# Short problem
Output the items from the beginning up to and including the line that contains "M 29 120 L 29 125 L 33 125 L 33 120 Z" as a Markdown table with the columns No. and Entry, numbering each line and omitting blank lines. Leave the pictures out of the answer.

# Data to process
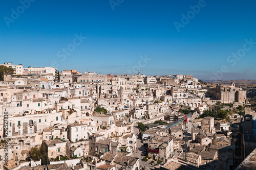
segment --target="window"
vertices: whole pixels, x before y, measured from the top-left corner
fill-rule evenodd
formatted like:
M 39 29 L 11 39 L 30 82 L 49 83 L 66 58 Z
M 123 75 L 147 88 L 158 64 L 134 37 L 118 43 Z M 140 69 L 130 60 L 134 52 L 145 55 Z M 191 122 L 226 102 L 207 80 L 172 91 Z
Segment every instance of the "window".
M 29 120 L 29 125 L 33 125 L 33 120 Z

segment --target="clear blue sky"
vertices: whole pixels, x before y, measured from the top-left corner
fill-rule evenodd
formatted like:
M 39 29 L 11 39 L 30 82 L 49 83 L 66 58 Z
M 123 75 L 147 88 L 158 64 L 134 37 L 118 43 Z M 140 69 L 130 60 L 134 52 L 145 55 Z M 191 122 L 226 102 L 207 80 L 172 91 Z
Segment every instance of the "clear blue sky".
M 227 61 L 243 49 L 245 39 L 256 41 L 255 1 L 205 0 L 179 32 L 174 23 L 182 23 L 181 14 L 199 1 L 113 2 L 121 2 L 114 10 L 108 0 L 36 0 L 28 9 L 19 1 L 2 0 L 0 62 L 47 66 L 53 61 L 60 70 L 105 74 L 137 70 L 140 63 L 146 75 L 191 74 L 205 80 L 226 65 L 228 71 L 220 79 L 256 79 L 256 44 L 236 63 Z M 12 9 L 19 10 L 18 18 L 12 18 Z M 76 34 L 86 39 L 62 61 L 61 49 Z M 145 55 L 151 60 L 144 64 L 140 56 Z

# Result
| No. | Entry |
|---|---|
| 1 | segment --target="window" |
| 2 | vertices: whole pixels, x before y, measured from the top-left corner |
| 3 | fill-rule evenodd |
| 4 | formatted like: |
| 5 | M 39 29 L 11 39 L 30 82 L 49 83 L 66 58 Z |
| 6 | M 123 75 L 147 88 L 158 64 L 134 37 L 118 43 Z M 140 69 L 130 60 L 134 52 L 145 55 Z M 191 122 L 226 102 L 207 80 L 172 91 Z |
| 7 | Segment every instance of the "window". |
| 8 | M 29 120 L 29 125 L 33 125 L 33 120 Z |